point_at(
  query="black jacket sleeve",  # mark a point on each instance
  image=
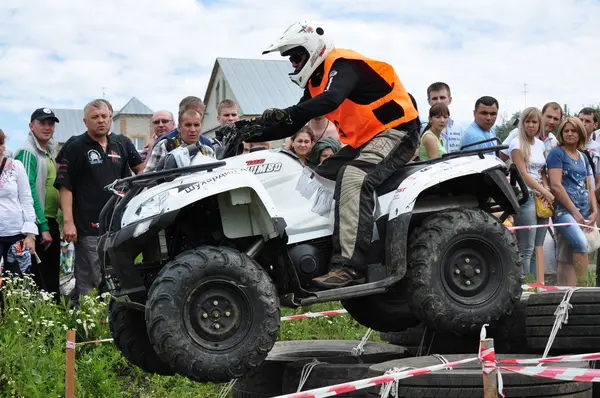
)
(343, 78)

§ ESERCIZIO:
Ricopia parola per parola le righe di tutte le voci qui sopra, omettendo le immagini.

§ RISPOSTA:
point_at(
  query="black jacket sleeve",  # mark a point on each instance
  image=
)
(343, 78)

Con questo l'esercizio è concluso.